*Aufgaben:*
1. Können Sie den Absatz „Die ersten Repressionen hatten die Universität …“ aus dem Text über Repressionen gegen Forschungszentren als knappe Stichpunktliste mit allen wesentlichen Fakten wiedergeben?
2. Wie könnte der Text über Repressionen gegen Forschungszentren nach seinem letzten Satz weitergehen? Setzen Sie ihn fort.

*Ausgangstext:*

= = =

Repressionen gegen nichtstaatliche Forschungszentren
Das war beispielsweise der Weg, den das wohlbekannte Lewada-Zentrum einschlug, das nach entsprechenden Drohungen auf ausländische Unterstützung verzichtete (wodurch eine Reihe von Projekten aufgegeben werden mussten). Doch all solcher Vorsicht zum Trotz wurde das Zentrum als „ausländischer Agent“ eingestuft. Da damit das Verbot einer Einmischung in den Wahlkampf verbunden ist, kam das für das Lewada-Zentrum einem Verbot gleich, Umfrageergebnisse zu veröffentlichen, die im Vorfeld der Präsidentschaftswahlen vom 18. März gemacht wurden. Die Gesellschaft verlor so den Zugang zu alternativen Daten und hat dadurch keine Möglichkeit, einen Abgleich mit den dienstfertigen Zahlen der treu ergebenen staatsnahen Umfrageinstitute vorzunehmen.
Besonders traurig ist es, mit anzusehen, welcher Druck auf die Europäische Universität in St. Petersburg ausgeübt wird, die ebenfalls auf ihre ausländischen Sponsoren verzichtet hatte, einer Aufnahme in das berüchtigte Register zwar entkommen, aber dennoch destruktiven Repressionen ausgesetzt war. Mit fingierten Begründungen wurde der Universität nicht nur das historische Gebäude genommen, in dem sie untergebracht war, sondern auch die Lizenz für ihre Lehrtätigkeit, obwohl es im Bereich der Sozialwissenschaften die beste Universität Russlands war.
Die ersten Repressionen hatten die Universität vor zehn Jahren getroffen, als die Hochschule nach angedrohter Schließung genötigt war, auf Fördermittel der Europäischen Union (Umfang: 700.000 Euro) zu verzichten, die für ein Monitoring der Wahlen bestimmt waren. Heute gehen die Behörden unter anderem gegen die Genderforschung vor, einen Bereich, in dem die Wissenschaftler*innen der Europäischen Universität ein unbestritten hohes Ansehen genießen. Die Universität besteht jetzt als Forschungsinstitut weiter und hofft auf eine Wiedererlangung der Lehrlizenz.

= = =

*Datenauszüge:*
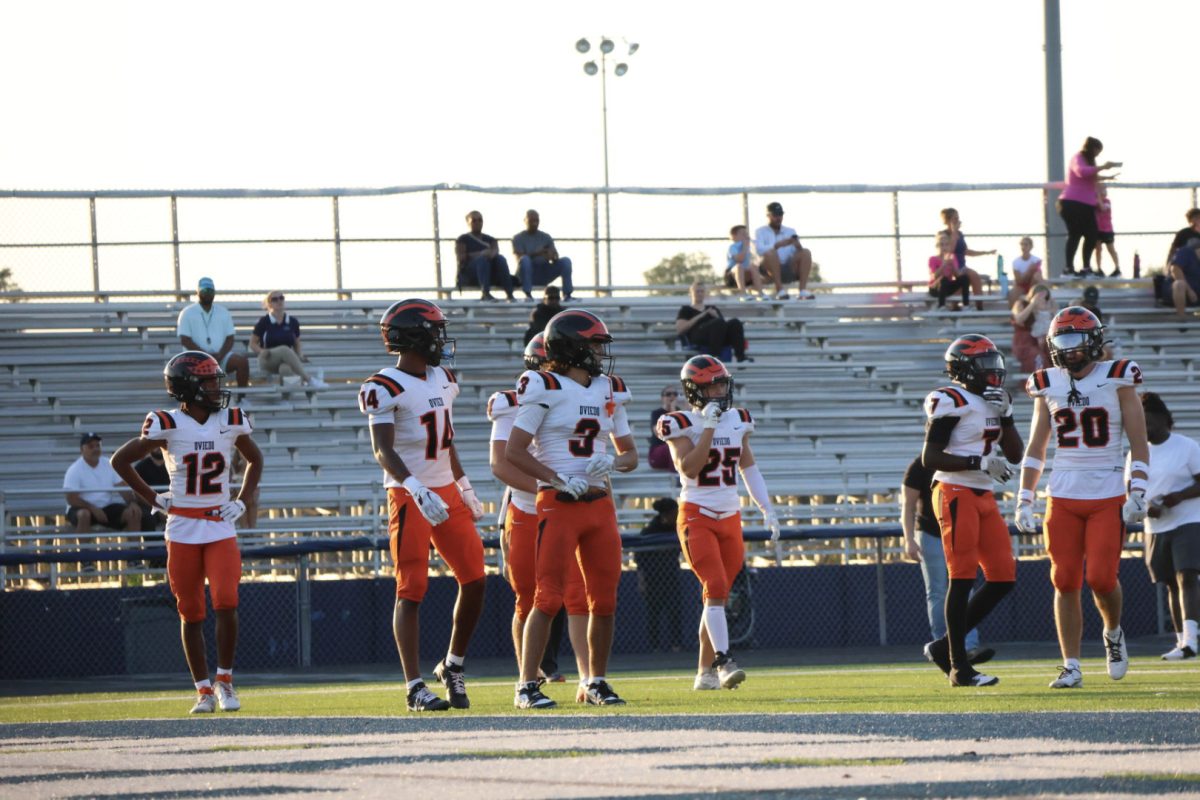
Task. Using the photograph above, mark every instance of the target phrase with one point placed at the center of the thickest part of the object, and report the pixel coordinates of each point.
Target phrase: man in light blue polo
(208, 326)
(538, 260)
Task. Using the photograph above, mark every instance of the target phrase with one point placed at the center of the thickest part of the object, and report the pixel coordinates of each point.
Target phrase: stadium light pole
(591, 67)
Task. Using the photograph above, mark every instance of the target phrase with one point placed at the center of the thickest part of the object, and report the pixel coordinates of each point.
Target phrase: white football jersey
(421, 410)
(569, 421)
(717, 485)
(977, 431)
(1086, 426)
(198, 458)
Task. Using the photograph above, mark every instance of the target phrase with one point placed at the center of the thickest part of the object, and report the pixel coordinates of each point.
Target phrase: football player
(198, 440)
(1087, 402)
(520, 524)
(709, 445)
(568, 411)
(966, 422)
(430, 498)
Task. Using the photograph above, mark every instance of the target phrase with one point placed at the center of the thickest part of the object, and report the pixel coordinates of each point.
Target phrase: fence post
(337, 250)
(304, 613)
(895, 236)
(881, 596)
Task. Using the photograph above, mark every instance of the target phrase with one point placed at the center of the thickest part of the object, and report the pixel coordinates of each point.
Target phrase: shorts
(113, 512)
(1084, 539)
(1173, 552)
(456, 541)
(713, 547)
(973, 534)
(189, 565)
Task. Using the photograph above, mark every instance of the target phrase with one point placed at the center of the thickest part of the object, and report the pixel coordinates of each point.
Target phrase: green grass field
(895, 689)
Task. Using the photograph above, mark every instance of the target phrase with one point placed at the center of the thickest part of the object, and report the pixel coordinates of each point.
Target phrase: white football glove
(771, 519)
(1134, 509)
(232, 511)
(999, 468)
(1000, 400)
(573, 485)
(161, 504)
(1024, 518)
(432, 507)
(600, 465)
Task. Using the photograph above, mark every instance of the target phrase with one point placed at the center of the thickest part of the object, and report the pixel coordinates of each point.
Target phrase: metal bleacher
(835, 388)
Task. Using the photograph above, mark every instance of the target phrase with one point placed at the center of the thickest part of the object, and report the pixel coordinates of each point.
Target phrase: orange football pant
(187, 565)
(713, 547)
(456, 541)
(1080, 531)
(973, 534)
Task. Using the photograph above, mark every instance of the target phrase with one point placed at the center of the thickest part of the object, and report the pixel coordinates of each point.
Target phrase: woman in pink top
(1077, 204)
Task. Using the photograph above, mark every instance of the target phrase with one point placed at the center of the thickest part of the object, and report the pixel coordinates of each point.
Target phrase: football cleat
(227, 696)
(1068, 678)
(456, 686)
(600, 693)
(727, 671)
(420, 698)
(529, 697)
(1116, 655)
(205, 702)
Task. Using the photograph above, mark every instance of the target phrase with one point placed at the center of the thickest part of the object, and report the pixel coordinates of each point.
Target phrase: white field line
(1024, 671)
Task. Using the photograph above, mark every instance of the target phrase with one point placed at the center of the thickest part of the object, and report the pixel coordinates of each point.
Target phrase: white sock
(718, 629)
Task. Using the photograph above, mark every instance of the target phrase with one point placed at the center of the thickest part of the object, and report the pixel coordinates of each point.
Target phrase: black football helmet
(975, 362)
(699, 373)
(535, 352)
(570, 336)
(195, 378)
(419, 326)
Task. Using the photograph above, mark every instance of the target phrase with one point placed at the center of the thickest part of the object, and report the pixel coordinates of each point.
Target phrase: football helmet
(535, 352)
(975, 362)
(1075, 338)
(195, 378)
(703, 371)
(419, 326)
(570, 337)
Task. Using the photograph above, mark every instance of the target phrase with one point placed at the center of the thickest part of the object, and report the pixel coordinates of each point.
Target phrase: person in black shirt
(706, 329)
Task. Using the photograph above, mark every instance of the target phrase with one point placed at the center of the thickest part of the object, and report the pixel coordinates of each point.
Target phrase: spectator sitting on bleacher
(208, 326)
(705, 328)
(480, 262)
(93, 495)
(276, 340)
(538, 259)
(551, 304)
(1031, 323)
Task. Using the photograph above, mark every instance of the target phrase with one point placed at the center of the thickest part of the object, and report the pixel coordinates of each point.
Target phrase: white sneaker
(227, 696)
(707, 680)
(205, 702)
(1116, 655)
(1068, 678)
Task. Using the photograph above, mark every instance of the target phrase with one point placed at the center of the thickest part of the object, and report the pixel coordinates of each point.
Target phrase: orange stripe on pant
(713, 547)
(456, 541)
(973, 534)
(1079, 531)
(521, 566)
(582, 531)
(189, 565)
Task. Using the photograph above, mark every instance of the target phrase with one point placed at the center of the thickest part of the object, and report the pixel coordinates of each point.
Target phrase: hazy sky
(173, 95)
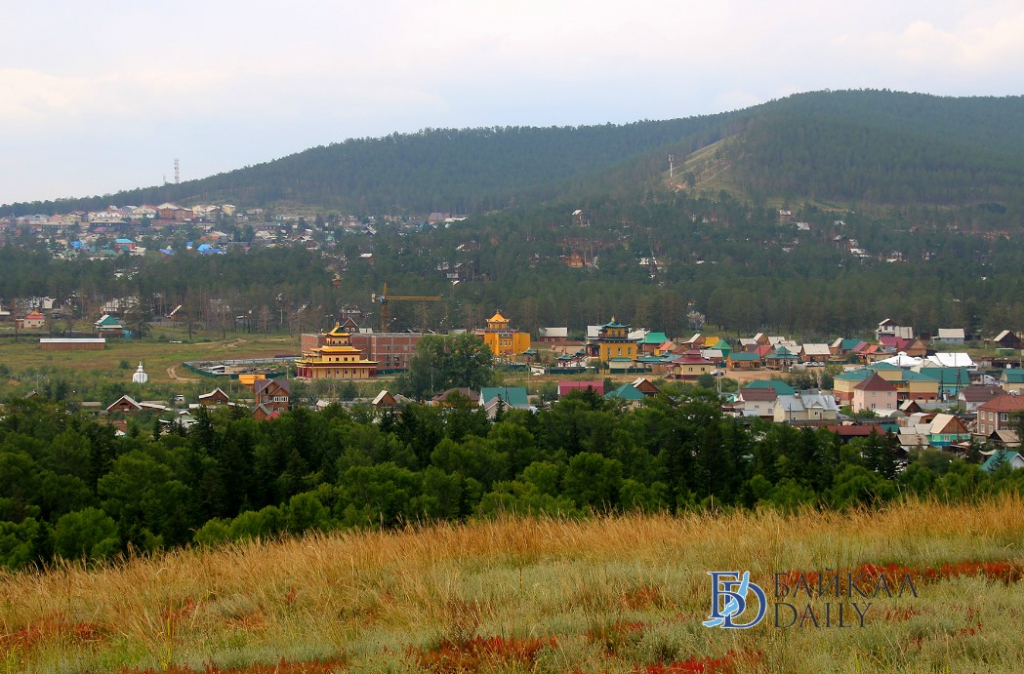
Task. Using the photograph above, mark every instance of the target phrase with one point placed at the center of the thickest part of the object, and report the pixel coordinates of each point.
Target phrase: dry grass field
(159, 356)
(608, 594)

= = =

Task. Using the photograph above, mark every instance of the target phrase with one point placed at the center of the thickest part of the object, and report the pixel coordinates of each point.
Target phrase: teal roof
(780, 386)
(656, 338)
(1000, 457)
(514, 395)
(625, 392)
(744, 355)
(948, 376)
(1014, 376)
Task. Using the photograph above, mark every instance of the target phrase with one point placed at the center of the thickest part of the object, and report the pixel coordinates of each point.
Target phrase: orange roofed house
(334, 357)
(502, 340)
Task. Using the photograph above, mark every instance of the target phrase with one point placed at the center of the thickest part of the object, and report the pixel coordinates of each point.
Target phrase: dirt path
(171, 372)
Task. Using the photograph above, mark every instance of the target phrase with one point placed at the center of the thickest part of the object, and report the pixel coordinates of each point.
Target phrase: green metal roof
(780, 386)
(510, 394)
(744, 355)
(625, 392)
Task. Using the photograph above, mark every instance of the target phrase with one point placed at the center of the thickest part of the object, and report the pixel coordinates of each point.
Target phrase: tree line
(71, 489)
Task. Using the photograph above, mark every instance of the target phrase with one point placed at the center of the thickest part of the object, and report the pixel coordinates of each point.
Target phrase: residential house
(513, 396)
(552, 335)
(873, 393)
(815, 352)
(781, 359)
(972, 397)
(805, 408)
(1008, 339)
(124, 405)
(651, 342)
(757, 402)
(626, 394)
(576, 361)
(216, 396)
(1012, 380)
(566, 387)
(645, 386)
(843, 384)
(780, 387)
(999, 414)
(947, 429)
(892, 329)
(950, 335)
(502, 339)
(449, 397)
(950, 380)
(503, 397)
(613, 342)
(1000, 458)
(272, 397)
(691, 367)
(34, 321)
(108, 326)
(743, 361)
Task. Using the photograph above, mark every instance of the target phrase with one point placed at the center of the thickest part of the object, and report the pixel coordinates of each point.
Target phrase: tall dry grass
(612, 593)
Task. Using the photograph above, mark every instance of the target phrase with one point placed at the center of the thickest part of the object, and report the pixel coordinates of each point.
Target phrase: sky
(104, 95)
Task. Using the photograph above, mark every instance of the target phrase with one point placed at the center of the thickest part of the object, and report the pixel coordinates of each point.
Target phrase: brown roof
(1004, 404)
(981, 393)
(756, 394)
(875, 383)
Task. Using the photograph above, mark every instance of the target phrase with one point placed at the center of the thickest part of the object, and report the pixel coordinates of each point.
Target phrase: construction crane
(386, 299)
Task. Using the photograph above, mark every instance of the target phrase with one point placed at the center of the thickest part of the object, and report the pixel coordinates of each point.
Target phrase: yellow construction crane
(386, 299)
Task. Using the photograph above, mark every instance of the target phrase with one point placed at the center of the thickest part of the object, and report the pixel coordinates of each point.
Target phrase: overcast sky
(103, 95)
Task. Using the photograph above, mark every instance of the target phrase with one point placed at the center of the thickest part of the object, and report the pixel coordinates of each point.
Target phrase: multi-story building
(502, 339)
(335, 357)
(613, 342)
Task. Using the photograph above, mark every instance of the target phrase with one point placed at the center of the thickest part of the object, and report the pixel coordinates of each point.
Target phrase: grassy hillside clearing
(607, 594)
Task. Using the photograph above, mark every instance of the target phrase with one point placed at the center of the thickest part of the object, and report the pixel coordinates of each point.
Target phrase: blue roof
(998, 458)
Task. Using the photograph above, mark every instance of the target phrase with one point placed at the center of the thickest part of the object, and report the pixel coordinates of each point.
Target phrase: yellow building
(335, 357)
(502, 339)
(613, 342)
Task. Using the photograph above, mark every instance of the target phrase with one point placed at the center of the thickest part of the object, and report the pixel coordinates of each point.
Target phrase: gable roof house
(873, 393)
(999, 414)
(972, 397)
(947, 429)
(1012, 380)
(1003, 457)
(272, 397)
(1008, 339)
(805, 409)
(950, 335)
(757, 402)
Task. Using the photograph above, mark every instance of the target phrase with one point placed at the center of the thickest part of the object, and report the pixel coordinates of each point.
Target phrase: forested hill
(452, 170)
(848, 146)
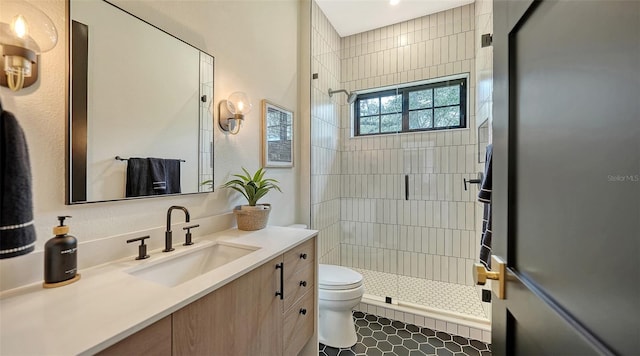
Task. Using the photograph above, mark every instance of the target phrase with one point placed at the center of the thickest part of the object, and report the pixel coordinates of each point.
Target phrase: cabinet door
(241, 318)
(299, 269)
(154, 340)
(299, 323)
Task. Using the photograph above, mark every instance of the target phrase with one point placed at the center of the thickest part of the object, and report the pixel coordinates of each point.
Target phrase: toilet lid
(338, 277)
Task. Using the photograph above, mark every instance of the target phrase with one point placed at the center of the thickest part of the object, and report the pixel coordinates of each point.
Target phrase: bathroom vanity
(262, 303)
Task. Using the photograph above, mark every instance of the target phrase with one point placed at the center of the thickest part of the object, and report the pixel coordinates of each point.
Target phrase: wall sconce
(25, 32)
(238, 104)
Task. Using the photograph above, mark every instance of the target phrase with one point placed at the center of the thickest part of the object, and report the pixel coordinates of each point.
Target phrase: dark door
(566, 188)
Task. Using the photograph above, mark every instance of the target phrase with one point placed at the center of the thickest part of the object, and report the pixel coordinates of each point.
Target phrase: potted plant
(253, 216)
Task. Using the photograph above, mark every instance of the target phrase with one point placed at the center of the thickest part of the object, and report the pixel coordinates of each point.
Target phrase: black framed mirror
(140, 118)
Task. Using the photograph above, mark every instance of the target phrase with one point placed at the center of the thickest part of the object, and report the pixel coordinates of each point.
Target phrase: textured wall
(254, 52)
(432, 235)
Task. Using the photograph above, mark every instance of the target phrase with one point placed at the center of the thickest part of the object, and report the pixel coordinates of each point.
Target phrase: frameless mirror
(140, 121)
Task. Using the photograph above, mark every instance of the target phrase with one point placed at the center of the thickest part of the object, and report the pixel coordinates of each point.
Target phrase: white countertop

= = =

*Lösungen:*
1.
- Vor zehn Jahren: Die Universität musste unter Androhung der Schließung auf EU-Fördermittel von 700.000 Euro für ein Wahlmonitoring verzichten.
- Heute: Die Behörden gehen unter anderem gegen die Genderforschung vor, in der die Wissenschaftler*innen der Universität hohes Ansehen genießen.
- Aktuell: Die Universität besteht als Forschungsinstitut weiter und hofft, die Lehrlizenz zurückzuerhalten.

2.
Auch eine der ältesten und wichtigsten Forschungsinstitute Russlands, das 1991 gegründete Zentrum für unabhängige Sozialforschung in St. Petersburg, das seit nunmehr neun Jahren die im Westen wohlbekannte Zeitschrift Laboratorium: Russian Review of Social Research herausgibt, befindet sich in einer schwierigen Lage. Das Zentrum existiert seit drei Jahren als „ausländischer Agent“ und hat die Aussicht selbst auf eine kärgliche Förderung aus Russland eingebüßt. Sehr viel größere Probleme entstanden jedoch für die Feldforschung, da es für die Soziolog*innen nicht mehr möglich ist, sich mit Vertreter*innen der Bürokratie zu treffen (dadurch ging Zugang zu staatlichen Einrichtungen verloren). Auch Vertreter*innen der Wirtschaft scheuen den Umgang mit unabhängigen Soziolog*innen, da sie Repressionen fürchten, während einfache Bürger*innen die Wortverbindung „ausländischer Agent“ schlichtweg als „Spion“ und „Volksfeind“ interpretieren.
Der Staat hat den Raum der Freiheit in all den letzten Jahren planmäßig „gesäubert“. Die kritische Funktion der Soziologie steht in markantem Widerspruch zu den Forderungen nach Loyalität gegenüber dem Staat. Es entsteht der Eindruck, dass unabhängige Sozialwissenschaft im autoritären russischen Staat nicht bestehen kann. Wie unlängst noch in der Sowjetunion können sich nur jene Sozialforscher*innen über Wasser halten, die auch die Interessen des Regimes bedienen. Für jene Soziolog*innen aber, die unabhängig bleiben wollen, ergeht praktisch ein Berufsverbot.
Viktor Voronkov ist der Direktor des Centre for Independent Social Research (CISR) in St. Petersburg. Das Institut wurde 2015 als ausländischer Agent registriert.